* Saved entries
=======

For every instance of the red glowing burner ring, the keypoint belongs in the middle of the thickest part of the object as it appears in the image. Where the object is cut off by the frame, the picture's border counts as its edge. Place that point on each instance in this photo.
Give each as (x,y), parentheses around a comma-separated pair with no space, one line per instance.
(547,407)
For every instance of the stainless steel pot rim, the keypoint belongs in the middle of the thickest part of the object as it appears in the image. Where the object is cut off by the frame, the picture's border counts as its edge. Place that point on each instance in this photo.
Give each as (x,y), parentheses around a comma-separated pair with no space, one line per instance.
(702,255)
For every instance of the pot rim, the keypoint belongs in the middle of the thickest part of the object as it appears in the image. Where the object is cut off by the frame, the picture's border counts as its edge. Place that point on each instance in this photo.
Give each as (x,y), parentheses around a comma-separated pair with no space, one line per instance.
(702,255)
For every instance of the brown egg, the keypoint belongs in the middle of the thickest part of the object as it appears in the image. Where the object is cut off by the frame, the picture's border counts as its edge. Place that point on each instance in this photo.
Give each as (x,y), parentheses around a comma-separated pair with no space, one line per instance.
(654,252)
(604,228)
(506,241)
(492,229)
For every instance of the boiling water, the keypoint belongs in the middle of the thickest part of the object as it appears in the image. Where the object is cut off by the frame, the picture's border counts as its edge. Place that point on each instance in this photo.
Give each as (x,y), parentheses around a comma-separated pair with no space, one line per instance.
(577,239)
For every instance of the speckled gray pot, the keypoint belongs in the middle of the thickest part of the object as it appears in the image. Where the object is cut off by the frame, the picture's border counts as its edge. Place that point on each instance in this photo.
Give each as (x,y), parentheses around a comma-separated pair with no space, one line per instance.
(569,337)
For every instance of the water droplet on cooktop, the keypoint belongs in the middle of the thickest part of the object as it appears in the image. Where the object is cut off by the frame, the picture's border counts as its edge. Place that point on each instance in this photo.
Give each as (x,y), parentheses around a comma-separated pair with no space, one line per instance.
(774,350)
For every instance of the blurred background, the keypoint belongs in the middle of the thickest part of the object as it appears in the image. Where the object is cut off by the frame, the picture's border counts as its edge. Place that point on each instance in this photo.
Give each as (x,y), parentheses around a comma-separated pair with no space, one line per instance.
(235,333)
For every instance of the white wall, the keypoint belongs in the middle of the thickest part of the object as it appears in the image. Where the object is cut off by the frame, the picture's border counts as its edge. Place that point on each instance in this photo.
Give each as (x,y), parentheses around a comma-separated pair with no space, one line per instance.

=======

* EXERCISE DIRECTIONS
Throughout the data above, copy all lines where the word "water" is found.

* RESPONSE TO THE TASK
For every instance of the boiling water, the keypoint belongs in the middle of the thickest part of the object as it appears in the image. Where the object is cut off by the frame, the picture's border counts as its edge. Place that point on each instance in this photo.
For every instance of the water droplet on cooktop, the keypoint belongs in the middle of the thickest part of the object as it appears in the image. Where the object is cut off by the frame, the picture's border counts as its edge. Place that point on each instance in this photo.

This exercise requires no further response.